▸ REQUIREMENTS: Can you present the items as a Markdown table with the columns No. and Text, one row per line, beginning at the first line of the items and stopping after the line that has "[[52, 251]]"? Leave out blank lines and the pictures.

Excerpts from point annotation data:

-- Begin --

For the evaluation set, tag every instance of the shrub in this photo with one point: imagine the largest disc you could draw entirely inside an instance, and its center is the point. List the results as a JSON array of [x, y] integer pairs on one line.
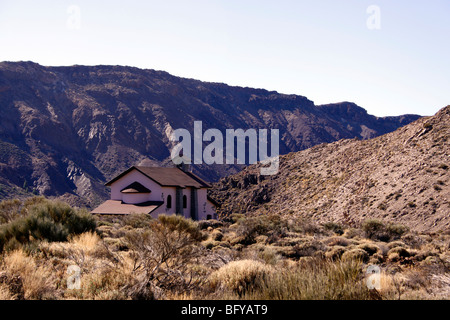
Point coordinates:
[[398, 253], [137, 220], [241, 276], [370, 248], [377, 230], [252, 227], [335, 227], [47, 220], [335, 252], [313, 279], [37, 280], [355, 254], [163, 255]]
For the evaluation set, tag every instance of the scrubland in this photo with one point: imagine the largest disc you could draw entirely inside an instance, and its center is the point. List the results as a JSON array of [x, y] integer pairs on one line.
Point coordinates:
[[52, 251]]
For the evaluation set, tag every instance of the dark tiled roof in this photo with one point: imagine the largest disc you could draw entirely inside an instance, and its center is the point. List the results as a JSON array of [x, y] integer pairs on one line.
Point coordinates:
[[169, 177], [135, 187]]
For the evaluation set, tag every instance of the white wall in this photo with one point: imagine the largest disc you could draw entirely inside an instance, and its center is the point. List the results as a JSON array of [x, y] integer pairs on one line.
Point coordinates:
[[159, 193]]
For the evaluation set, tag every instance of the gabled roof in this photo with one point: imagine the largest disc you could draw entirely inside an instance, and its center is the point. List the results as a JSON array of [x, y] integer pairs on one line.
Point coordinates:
[[135, 187], [167, 177]]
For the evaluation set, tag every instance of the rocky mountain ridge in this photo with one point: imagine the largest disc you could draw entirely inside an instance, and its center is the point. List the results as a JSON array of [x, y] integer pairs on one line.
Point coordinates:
[[64, 131], [402, 176]]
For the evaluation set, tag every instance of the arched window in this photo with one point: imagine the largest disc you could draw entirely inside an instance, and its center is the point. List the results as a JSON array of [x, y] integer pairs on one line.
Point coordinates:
[[184, 202], [169, 201]]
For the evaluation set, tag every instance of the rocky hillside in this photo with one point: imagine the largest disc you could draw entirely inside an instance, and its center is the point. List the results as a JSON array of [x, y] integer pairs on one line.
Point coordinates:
[[403, 176], [64, 131]]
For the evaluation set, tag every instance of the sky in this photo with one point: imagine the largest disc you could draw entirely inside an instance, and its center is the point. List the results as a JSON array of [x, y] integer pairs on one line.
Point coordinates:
[[390, 57]]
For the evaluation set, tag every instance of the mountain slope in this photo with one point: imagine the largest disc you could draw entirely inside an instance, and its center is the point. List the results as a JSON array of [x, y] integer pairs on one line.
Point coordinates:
[[67, 130], [403, 176]]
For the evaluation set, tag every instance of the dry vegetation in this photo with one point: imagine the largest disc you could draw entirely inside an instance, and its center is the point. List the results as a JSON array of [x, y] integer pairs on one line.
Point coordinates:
[[259, 257]]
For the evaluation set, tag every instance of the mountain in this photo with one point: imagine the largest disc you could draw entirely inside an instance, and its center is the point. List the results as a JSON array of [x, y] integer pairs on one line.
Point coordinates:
[[64, 131], [402, 176]]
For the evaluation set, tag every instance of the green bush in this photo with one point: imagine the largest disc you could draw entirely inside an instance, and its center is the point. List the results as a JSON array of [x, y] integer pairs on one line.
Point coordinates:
[[45, 220], [312, 279], [334, 227]]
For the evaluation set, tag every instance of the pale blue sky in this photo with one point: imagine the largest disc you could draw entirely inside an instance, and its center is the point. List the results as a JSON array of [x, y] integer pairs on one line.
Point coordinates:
[[321, 49]]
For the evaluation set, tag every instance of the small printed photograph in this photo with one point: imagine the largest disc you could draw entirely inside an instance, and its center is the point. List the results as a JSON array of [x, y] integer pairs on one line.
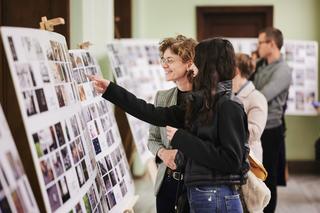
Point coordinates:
[[299, 77], [66, 158], [59, 132], [74, 151], [122, 169], [83, 75], [82, 93], [74, 125], [113, 178], [102, 167], [57, 164], [92, 129], [76, 76], [25, 75], [54, 197], [108, 162], [12, 48], [64, 190], [80, 175], [41, 146], [44, 72], [15, 165], [85, 59], [86, 203], [104, 124], [90, 58], [92, 197], [73, 62], [47, 171], [110, 138], [96, 145], [60, 96], [123, 188], [29, 102], [80, 148], [53, 142], [4, 205], [111, 199], [78, 61], [85, 170], [78, 208], [299, 100], [41, 98], [18, 201], [66, 128], [96, 125]]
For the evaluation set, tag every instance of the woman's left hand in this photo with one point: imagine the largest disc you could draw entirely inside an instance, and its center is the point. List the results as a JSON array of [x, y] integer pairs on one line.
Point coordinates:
[[170, 132]]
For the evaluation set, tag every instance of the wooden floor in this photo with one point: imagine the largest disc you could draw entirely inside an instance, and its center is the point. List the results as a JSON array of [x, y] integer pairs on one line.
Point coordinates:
[[301, 195]]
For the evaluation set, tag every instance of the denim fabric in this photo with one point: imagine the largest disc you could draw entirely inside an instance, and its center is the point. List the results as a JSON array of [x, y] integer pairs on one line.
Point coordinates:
[[209, 199]]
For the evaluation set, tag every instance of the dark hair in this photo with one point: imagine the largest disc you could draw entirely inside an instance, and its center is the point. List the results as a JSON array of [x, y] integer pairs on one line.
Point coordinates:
[[215, 60], [180, 45], [273, 34], [245, 65]]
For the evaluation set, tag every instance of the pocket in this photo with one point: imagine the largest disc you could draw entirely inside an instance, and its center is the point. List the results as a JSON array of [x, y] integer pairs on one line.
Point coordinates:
[[233, 203]]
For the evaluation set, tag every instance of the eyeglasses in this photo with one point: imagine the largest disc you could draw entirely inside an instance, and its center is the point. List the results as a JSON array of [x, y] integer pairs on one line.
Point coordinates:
[[167, 61], [262, 42]]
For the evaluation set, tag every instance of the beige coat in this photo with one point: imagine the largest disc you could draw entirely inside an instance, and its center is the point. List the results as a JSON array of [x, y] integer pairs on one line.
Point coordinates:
[[256, 107], [158, 136]]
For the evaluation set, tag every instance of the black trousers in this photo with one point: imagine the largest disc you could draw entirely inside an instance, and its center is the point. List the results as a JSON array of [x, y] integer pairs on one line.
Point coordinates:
[[271, 140], [166, 196]]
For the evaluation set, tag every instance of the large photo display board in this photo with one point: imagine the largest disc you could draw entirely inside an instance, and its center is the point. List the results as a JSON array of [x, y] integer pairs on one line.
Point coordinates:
[[302, 57], [136, 67], [15, 191], [63, 117]]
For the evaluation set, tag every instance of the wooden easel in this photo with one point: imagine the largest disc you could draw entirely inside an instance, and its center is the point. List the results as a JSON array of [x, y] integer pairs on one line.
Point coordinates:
[[85, 45], [48, 25]]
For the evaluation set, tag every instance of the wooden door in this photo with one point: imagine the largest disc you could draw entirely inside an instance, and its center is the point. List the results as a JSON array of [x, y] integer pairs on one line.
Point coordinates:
[[232, 21]]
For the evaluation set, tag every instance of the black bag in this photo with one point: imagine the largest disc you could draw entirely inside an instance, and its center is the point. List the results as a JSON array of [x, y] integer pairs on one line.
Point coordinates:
[[182, 204]]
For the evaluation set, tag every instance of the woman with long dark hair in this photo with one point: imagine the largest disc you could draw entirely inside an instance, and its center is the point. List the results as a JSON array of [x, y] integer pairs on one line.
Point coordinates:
[[213, 130]]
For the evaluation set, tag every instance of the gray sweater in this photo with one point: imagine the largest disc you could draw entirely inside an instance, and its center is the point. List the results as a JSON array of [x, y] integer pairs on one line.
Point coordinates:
[[273, 81]]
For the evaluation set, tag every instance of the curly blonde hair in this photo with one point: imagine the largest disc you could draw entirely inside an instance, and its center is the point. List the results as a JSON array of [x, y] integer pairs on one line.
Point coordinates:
[[182, 46]]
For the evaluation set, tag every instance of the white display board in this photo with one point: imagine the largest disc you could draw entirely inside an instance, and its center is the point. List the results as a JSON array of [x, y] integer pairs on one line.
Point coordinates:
[[56, 99], [136, 67], [103, 134], [15, 191], [302, 57]]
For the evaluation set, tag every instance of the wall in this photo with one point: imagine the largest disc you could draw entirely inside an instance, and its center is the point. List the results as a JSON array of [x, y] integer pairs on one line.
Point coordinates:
[[297, 19], [92, 21]]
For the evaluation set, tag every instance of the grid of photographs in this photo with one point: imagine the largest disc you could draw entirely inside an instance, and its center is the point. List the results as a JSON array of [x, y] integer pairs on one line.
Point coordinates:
[[104, 136], [138, 61], [302, 58], [49, 100], [15, 192]]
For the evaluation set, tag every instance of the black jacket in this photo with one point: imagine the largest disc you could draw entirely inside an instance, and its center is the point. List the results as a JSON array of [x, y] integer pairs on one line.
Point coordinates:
[[216, 152]]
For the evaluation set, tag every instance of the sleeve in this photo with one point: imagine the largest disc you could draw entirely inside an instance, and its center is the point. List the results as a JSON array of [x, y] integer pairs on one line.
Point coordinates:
[[158, 116], [154, 140], [279, 81], [257, 116], [232, 130]]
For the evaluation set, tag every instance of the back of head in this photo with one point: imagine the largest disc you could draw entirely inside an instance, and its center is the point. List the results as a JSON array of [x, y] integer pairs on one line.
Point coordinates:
[[273, 34], [244, 64], [215, 59], [180, 45]]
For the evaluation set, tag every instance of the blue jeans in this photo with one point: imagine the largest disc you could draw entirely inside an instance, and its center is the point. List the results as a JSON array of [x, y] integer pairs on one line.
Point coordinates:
[[220, 199]]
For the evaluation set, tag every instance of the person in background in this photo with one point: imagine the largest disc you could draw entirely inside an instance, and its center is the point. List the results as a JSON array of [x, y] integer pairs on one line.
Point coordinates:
[[177, 56], [213, 128], [255, 104], [272, 79]]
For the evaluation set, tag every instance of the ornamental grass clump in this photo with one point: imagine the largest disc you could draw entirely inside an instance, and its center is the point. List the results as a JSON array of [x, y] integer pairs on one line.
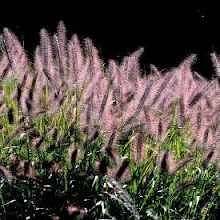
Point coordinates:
[[81, 139]]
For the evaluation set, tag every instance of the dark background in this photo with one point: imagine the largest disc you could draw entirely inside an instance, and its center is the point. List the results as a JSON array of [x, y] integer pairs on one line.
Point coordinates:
[[168, 32]]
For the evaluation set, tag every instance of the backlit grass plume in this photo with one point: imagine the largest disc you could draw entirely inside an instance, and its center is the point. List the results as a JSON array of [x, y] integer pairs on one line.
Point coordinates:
[[115, 98], [81, 139]]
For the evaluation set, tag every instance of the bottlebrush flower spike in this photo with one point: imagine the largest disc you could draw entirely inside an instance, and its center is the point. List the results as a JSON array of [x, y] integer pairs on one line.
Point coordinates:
[[114, 100]]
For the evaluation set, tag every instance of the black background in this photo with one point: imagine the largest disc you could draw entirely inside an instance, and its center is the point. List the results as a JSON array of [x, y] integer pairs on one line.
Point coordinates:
[[169, 32]]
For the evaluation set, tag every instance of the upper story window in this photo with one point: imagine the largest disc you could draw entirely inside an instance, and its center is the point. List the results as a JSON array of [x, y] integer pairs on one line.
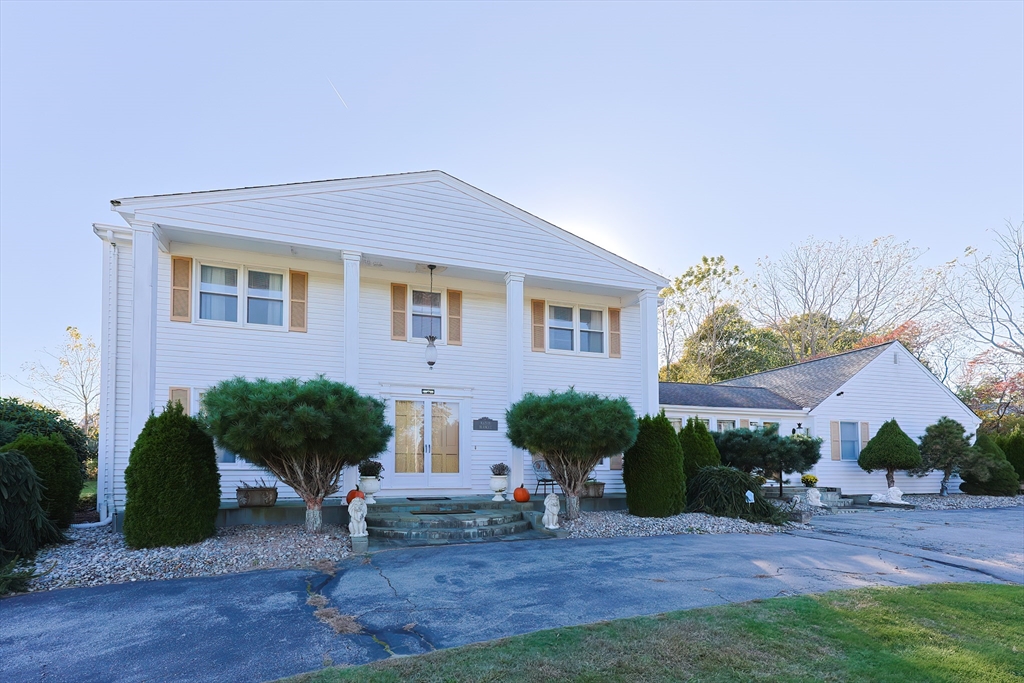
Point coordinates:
[[426, 314], [849, 433], [218, 294], [265, 298]]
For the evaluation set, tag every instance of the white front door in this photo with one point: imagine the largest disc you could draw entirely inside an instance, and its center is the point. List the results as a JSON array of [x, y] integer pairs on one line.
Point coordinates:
[[428, 443]]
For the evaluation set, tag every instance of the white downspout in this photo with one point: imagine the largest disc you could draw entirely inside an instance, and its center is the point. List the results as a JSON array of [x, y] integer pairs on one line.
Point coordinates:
[[107, 508]]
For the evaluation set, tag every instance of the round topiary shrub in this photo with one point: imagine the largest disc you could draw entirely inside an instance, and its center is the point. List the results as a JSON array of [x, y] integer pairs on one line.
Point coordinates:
[[890, 450], [722, 492], [1001, 479], [58, 471], [698, 447], [652, 470], [171, 482], [24, 524]]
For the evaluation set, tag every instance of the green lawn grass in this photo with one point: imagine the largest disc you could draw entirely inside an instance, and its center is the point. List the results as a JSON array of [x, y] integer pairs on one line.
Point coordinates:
[[947, 632]]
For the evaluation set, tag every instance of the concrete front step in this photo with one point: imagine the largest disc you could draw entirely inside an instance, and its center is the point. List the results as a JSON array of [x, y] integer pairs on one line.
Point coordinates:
[[448, 534]]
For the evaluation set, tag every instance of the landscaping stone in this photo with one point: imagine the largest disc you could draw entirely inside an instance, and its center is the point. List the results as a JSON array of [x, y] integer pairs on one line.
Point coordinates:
[[98, 556]]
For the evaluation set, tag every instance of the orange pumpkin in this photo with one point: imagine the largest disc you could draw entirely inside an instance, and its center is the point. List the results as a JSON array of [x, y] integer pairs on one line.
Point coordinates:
[[521, 495]]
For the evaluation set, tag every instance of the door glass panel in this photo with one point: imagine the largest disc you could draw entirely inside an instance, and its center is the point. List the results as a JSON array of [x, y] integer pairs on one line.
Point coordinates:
[[444, 438], [409, 427]]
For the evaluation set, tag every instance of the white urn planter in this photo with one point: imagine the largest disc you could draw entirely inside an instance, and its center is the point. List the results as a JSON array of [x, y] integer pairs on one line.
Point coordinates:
[[499, 484], [369, 486]]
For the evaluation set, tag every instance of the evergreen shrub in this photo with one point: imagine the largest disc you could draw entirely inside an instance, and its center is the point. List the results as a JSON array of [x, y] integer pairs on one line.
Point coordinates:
[[24, 524], [722, 492], [698, 447], [652, 470], [58, 471], [172, 482], [890, 450]]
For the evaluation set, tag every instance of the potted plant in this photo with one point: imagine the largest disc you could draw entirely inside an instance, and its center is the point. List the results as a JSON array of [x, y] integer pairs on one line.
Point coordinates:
[[257, 495], [499, 480], [370, 478], [593, 488]]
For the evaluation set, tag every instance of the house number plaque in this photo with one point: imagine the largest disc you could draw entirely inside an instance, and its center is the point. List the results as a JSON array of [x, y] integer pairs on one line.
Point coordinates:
[[485, 424]]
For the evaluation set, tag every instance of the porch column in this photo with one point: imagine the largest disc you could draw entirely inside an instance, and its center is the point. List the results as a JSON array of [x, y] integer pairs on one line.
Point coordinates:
[[514, 326], [143, 327], [351, 327], [649, 401]]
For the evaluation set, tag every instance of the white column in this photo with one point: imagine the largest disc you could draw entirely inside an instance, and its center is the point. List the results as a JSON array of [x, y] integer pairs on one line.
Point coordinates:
[[351, 327], [649, 403], [143, 326], [351, 317], [515, 342]]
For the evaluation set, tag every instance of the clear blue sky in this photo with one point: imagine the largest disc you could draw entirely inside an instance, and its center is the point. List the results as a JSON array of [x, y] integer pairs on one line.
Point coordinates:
[[662, 131]]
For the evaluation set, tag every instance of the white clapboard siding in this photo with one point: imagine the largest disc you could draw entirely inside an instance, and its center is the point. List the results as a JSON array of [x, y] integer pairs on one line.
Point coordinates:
[[883, 390], [419, 221]]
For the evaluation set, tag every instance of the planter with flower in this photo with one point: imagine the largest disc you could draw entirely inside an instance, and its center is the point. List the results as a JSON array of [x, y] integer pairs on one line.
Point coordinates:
[[370, 478], [499, 480]]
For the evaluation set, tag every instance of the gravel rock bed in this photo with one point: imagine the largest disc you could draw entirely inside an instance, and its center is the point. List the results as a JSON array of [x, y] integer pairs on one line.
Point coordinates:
[[98, 556], [961, 501], [615, 523]]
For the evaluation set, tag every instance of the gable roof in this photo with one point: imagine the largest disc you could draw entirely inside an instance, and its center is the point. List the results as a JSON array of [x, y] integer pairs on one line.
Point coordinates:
[[715, 395], [810, 382], [346, 203]]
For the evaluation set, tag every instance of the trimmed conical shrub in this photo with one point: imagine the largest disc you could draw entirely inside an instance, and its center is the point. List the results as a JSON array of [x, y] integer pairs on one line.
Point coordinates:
[[1013, 447], [698, 447], [172, 482], [58, 472], [652, 470], [890, 450], [24, 524]]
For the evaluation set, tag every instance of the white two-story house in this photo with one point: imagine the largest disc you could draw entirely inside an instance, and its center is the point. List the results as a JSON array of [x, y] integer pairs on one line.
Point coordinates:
[[335, 278]]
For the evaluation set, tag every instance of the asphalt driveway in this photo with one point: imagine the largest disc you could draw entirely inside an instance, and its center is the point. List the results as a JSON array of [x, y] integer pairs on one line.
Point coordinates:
[[256, 626]]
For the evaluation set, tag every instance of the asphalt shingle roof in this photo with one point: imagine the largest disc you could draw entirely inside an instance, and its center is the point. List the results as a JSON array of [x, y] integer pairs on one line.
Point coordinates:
[[713, 395], [811, 382]]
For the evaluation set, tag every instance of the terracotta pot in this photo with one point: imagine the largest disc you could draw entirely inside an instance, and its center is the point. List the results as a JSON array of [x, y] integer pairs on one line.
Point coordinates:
[[521, 495], [260, 497]]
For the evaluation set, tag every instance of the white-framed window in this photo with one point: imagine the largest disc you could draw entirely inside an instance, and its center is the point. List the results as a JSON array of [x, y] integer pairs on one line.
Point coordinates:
[[427, 315], [849, 434], [576, 329], [264, 297], [236, 294], [218, 293]]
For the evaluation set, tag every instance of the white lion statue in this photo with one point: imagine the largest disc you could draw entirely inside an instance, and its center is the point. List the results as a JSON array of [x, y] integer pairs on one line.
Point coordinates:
[[357, 517], [551, 506]]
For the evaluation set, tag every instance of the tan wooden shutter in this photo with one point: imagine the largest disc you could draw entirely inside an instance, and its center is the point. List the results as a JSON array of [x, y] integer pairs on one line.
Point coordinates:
[[537, 307], [398, 306], [181, 289], [614, 333], [455, 317], [837, 447], [298, 293], [180, 395]]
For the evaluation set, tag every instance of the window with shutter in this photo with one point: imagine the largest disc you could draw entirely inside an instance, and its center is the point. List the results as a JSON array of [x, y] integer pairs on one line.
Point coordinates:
[[455, 317], [298, 294], [398, 307], [537, 312], [181, 289], [180, 395], [614, 333]]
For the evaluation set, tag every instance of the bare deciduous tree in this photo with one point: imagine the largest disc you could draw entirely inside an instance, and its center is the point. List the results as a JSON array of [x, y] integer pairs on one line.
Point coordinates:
[[985, 293], [69, 379], [820, 293]]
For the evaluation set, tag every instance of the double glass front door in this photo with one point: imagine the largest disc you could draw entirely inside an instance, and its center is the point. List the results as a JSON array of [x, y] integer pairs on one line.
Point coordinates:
[[427, 442]]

-- End --

▸ WORKED ANSWER:
| No. | Text |
|---|---|
| 1 | For the evaluation set, tag every instance of the shrub in this photo with one point: imagine the largest disc you could draw entirely inside an instance, and its center is the point. List the results as a JSON array of [x, y] integer pairs on one line. |
| 2 | Point coordinates: |
| 3 | [[398, 253], [137, 220], [241, 276], [370, 248], [377, 230], [252, 227], [335, 227], [47, 220], [335, 252], [313, 279], [37, 280], [355, 254], [163, 255]] |
| 4 | For the evaluation set, tag every instance of the scrubland in this photo with one point: imagine the largest disc you could draw entirely inside an instance, and its center is the point. List the results as a JSON array of [x, y] integer pairs on one line. |
| 5 | Point coordinates: |
| 6 | [[52, 251]] |